◆ **Saved entries**:
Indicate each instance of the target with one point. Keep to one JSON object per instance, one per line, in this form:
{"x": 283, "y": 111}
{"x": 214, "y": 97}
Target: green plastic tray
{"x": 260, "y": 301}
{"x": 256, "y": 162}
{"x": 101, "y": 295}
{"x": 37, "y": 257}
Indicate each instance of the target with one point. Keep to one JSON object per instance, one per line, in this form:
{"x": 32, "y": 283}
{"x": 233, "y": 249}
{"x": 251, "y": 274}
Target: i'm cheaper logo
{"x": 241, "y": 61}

◆ **Exercise details**: Reproduce every line of the records above, requests included, offsetting each x and y coordinate in the answers by 99 while leaving the requests and their format samples unchanged.

◆ **Exercise solution**:
Indicate each instance of the target with one point. Keep to one JSON object per instance, one per line, in this form:
{"x": 283, "y": 111}
{"x": 214, "y": 97}
Target: green plastic tray
{"x": 359, "y": 400}
{"x": 355, "y": 261}
{"x": 200, "y": 394}
{"x": 136, "y": 356}
Indicate each instance of the target with one point. Keep to one JSON object per instance, one per line, in this form:
{"x": 32, "y": 283}
{"x": 233, "y": 249}
{"x": 251, "y": 274}
Target: i'm cheaper logo
{"x": 340, "y": 160}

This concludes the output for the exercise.